→ **Goal of the exercise**:
Starting at the line that contains "<point>153,737</point>" in the listing below, write out every line word for word until you have written the line that contains "<point>366,667</point>".

→ **Input for this task**:
= Beginning of Section =

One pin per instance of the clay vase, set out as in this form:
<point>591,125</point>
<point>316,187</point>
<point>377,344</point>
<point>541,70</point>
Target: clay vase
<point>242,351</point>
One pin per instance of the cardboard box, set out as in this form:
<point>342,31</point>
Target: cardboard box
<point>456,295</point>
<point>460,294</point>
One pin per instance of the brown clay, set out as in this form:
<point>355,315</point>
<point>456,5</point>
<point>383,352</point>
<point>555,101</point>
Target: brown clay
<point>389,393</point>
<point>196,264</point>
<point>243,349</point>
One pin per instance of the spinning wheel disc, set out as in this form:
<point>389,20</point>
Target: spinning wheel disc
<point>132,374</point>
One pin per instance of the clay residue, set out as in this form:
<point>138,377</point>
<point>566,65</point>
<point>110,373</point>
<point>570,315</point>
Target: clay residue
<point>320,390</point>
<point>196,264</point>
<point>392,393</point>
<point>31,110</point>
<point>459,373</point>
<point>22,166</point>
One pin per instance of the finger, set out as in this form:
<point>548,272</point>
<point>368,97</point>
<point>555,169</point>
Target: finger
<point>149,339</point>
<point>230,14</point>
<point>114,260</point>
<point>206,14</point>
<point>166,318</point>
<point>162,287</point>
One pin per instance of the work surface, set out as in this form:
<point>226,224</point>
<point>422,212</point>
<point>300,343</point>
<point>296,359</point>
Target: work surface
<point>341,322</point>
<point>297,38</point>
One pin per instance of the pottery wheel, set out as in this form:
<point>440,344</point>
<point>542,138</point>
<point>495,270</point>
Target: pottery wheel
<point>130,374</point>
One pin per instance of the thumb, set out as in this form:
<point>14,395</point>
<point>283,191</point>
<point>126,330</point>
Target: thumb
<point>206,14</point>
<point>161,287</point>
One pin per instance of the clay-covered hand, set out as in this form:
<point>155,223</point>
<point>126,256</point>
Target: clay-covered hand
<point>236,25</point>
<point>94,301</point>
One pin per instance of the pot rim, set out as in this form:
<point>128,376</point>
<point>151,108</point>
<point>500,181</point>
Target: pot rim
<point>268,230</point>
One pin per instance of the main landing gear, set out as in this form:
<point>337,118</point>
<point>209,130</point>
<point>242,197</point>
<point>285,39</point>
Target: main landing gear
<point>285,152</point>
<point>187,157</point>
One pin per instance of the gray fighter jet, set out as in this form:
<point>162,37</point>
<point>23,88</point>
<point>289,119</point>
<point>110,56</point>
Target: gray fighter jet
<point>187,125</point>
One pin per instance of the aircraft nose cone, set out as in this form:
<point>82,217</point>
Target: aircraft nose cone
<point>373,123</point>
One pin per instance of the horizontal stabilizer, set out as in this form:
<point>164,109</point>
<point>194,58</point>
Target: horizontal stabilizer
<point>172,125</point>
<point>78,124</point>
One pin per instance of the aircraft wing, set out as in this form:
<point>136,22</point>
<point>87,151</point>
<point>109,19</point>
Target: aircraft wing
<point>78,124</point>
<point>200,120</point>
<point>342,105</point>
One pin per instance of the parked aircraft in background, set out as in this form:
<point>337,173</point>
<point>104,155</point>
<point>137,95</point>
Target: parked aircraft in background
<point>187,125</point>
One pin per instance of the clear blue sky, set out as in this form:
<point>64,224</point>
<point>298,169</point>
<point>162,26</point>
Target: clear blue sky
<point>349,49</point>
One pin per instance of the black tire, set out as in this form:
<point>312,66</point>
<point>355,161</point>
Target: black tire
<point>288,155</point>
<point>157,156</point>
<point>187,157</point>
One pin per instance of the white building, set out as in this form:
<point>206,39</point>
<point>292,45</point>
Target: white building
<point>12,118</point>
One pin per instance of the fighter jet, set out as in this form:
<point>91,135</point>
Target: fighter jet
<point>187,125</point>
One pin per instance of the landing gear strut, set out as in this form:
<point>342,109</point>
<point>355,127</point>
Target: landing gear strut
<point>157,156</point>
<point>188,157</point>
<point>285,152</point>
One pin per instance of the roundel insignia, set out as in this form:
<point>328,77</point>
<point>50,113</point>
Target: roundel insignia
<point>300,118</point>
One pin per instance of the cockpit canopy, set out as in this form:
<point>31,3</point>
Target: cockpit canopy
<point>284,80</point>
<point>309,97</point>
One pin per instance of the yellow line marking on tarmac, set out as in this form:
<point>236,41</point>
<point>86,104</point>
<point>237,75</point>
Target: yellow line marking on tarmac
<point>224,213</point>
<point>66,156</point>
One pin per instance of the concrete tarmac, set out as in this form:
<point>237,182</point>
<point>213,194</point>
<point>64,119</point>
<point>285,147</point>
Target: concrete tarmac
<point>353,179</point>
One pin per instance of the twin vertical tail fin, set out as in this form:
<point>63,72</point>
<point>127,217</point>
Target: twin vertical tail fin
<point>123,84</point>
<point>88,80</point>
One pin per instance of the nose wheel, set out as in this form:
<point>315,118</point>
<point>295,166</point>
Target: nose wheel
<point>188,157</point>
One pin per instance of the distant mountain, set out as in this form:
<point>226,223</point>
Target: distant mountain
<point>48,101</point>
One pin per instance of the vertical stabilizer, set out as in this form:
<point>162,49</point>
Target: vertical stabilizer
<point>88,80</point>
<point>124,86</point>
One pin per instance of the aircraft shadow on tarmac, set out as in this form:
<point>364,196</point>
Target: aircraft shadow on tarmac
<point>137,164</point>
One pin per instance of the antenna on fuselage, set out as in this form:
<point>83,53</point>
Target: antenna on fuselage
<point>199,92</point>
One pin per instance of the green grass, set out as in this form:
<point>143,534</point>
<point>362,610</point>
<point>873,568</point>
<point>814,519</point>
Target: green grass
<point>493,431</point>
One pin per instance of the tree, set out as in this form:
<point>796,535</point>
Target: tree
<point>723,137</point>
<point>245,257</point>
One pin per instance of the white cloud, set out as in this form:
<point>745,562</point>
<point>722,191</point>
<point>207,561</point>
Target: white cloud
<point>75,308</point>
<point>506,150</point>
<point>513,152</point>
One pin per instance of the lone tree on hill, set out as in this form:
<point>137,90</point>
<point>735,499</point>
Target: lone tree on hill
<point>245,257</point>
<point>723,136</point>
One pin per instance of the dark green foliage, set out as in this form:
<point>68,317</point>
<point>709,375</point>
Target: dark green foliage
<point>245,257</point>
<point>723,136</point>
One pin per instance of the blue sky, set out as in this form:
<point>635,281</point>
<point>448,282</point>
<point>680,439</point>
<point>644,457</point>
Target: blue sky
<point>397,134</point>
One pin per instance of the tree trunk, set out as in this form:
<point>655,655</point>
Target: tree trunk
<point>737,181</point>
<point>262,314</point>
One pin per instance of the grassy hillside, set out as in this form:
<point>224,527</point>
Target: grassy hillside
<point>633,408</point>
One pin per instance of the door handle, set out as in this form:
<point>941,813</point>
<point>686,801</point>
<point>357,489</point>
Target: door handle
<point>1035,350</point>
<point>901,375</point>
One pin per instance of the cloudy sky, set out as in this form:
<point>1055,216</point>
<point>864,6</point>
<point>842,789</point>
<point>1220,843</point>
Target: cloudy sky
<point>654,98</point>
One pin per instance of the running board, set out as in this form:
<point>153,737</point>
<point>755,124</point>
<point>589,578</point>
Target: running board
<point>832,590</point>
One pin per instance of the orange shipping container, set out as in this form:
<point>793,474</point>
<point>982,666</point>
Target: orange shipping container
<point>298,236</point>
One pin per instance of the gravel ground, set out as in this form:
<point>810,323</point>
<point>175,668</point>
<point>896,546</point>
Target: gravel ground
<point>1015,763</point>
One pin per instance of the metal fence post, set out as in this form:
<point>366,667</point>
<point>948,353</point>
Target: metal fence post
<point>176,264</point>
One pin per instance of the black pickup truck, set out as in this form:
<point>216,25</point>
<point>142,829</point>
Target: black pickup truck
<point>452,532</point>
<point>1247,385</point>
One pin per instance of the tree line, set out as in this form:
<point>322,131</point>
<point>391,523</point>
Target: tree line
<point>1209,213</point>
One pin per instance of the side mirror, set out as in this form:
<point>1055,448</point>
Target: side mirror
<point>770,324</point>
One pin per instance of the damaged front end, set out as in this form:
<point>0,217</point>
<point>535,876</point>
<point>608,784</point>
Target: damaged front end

= End of Section =

→ **Your solution**:
<point>153,737</point>
<point>755,124</point>
<point>589,578</point>
Target: running board
<point>832,590</point>
One pin per instance of the orange shipping container, set out as in this form:
<point>793,474</point>
<point>982,666</point>
Target: orange shipping container
<point>298,236</point>
One pin per instance of the gravel ground, set out as in this form:
<point>810,323</point>
<point>175,668</point>
<point>896,546</point>
Target: gravel ground
<point>1015,763</point>
One pin per instance of the metal fence post, set out as in this form:
<point>366,667</point>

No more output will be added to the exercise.